**Instructions to follow**
Arrange the lines below as a Markdown table with the columns Row and Line. Include only the lines from the one holding "Please tag the stone" through the end of the items, inclusive, numbering each row and leaving out blank lines.

**Excerpted data**
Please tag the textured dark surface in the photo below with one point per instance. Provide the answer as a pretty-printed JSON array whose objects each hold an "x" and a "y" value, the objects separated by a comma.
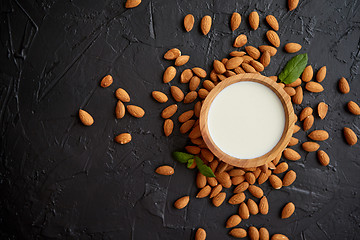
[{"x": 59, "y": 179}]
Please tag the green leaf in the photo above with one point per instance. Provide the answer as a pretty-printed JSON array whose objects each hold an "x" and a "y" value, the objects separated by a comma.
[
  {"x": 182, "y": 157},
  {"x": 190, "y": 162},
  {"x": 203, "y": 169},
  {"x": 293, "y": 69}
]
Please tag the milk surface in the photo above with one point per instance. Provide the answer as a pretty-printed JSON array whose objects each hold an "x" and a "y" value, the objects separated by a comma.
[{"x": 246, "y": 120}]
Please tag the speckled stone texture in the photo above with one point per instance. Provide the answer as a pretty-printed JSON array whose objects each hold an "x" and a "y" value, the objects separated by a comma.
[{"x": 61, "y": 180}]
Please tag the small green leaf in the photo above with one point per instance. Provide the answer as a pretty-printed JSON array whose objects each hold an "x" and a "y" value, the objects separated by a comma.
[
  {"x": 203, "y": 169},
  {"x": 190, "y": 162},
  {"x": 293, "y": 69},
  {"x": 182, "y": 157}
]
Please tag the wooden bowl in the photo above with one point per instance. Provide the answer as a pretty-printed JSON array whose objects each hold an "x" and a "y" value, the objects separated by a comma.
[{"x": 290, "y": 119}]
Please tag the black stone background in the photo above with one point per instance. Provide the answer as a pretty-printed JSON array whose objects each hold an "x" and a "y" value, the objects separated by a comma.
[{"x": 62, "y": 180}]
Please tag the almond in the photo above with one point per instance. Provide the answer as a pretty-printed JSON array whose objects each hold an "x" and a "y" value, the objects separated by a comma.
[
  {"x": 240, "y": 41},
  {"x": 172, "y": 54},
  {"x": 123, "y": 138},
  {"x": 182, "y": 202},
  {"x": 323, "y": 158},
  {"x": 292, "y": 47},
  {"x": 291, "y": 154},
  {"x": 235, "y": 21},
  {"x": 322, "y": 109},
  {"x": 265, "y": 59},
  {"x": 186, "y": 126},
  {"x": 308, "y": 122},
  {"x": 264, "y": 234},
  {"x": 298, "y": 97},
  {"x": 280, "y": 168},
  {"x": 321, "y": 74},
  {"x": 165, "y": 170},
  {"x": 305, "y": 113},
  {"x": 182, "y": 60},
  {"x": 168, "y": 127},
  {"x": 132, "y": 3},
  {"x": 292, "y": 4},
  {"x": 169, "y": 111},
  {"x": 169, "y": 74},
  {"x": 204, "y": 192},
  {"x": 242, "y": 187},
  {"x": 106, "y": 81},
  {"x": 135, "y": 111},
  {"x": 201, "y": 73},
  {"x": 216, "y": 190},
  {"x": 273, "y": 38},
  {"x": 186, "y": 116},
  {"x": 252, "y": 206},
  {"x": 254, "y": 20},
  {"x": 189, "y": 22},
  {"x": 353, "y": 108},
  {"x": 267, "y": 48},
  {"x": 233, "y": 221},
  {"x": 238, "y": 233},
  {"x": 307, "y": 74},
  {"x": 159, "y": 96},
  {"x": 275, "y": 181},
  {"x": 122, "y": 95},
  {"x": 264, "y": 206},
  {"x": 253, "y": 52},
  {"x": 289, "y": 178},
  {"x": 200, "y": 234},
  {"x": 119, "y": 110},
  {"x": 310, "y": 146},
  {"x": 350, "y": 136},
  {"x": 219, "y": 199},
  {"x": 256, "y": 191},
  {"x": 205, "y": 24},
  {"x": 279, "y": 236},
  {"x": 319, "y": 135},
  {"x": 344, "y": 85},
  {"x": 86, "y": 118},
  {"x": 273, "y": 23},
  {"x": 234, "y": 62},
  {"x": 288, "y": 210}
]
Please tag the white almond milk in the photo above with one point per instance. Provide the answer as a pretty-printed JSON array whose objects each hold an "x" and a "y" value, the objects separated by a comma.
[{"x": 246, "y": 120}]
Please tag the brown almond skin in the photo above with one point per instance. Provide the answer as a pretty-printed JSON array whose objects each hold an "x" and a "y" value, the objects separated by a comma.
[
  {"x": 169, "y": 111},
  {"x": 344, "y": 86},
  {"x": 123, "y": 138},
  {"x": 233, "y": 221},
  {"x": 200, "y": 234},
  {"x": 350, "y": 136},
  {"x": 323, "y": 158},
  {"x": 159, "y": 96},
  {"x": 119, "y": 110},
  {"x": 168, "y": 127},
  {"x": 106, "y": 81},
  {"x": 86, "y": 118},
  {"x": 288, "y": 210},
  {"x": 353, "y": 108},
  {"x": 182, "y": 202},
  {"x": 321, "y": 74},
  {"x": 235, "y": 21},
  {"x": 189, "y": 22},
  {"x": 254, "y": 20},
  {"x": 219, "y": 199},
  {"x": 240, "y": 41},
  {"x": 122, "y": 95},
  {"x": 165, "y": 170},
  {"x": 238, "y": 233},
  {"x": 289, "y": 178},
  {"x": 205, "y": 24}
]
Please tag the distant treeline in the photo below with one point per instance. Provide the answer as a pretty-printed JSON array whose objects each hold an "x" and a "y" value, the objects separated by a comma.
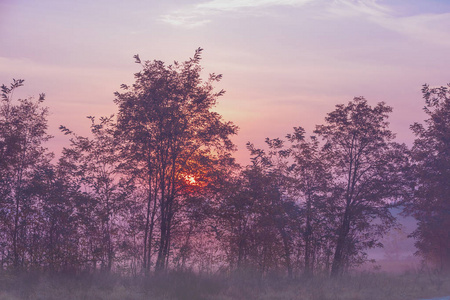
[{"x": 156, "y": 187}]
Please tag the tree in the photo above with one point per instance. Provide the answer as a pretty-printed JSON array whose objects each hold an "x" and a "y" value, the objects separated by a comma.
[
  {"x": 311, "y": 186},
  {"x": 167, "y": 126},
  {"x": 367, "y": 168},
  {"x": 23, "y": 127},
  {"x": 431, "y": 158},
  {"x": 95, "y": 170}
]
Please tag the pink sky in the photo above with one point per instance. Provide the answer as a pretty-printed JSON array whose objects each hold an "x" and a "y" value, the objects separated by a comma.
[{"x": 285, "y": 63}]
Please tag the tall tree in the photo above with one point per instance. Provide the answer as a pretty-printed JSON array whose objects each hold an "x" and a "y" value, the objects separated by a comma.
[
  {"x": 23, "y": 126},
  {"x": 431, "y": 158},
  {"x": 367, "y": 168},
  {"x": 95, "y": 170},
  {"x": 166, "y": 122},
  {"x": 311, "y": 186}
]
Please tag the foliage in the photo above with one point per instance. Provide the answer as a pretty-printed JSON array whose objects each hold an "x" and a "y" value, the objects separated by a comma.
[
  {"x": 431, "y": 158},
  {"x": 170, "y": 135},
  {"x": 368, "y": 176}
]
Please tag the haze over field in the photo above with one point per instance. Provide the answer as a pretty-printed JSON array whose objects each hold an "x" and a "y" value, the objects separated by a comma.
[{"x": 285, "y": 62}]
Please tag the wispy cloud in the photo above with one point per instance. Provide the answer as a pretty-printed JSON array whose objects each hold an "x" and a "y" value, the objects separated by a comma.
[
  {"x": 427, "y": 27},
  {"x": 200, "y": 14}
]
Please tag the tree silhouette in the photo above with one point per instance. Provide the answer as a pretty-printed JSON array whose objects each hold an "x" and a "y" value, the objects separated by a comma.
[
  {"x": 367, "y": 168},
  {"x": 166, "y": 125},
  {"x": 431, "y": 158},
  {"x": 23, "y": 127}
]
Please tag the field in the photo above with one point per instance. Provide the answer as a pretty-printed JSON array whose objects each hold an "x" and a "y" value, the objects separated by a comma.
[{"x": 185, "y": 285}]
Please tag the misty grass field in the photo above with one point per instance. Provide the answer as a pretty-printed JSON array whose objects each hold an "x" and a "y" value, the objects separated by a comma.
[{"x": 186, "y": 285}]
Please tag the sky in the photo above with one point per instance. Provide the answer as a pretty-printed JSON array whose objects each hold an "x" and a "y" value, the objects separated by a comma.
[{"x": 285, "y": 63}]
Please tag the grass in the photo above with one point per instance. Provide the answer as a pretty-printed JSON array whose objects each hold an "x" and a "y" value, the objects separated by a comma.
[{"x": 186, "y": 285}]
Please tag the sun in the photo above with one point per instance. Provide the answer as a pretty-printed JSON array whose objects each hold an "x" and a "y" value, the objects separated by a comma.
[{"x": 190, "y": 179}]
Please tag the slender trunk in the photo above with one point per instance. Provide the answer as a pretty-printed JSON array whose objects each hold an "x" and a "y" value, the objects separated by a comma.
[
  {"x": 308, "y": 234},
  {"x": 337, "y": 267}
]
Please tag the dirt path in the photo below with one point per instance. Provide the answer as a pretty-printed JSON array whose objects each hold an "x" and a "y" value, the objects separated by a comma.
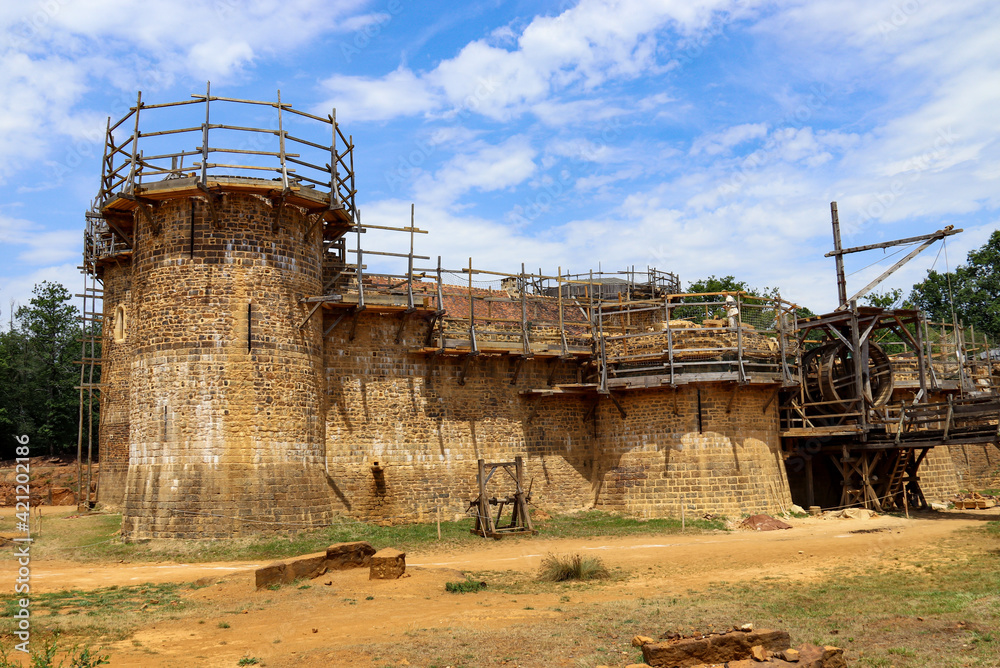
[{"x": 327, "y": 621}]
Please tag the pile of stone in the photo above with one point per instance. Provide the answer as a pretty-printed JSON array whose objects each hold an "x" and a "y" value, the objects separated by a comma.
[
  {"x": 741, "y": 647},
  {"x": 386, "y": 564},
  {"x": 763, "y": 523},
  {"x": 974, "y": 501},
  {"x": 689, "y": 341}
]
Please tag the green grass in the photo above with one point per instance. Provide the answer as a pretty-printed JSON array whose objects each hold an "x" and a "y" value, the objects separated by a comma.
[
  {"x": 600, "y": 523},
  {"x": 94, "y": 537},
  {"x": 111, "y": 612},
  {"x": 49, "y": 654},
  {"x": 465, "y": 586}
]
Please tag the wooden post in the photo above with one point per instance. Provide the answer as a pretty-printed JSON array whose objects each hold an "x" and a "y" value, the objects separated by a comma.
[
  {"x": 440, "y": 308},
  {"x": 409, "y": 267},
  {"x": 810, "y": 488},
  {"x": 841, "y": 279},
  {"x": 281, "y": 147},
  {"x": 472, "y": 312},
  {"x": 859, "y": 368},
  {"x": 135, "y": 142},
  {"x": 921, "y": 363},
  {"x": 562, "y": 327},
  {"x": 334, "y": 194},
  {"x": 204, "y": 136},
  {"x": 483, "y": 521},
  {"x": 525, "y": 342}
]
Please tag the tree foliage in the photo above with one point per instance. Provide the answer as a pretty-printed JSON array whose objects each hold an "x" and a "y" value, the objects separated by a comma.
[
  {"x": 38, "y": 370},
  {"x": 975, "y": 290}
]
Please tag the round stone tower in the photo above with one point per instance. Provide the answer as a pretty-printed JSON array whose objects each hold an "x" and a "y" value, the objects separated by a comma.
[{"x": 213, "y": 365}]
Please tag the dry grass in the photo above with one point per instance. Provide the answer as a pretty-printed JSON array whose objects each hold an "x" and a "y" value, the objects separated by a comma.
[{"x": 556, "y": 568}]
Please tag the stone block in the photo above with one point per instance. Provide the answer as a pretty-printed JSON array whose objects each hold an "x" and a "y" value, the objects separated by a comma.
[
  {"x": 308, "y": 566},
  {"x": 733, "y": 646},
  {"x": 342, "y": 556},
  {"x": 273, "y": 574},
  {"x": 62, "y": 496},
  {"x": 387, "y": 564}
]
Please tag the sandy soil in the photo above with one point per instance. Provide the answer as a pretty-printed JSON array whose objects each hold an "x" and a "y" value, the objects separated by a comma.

**Solution to the exercise**
| Row | Line |
|---|---|
| 1 | Please tag the stone block in the photo above with one point per instance. Provide the answer as a pretty-printed JSON array whose objects each hold an "x" and a "y" value, the objects separated by a comma. |
| 2 | [ |
| 3 |   {"x": 308, "y": 566}, |
| 4 |   {"x": 733, "y": 646}, |
| 5 |   {"x": 342, "y": 556}, |
| 6 |   {"x": 273, "y": 574}, |
| 7 |   {"x": 62, "y": 496}, |
| 8 |   {"x": 387, "y": 564} |
| 9 | ] |
| 10 | Please tag the sandy soil in the photo above with one point per instance. Provide the answer as a pretty-printed JSON array whose objects each hold an "x" and a "y" value, the objects separated by a comma. |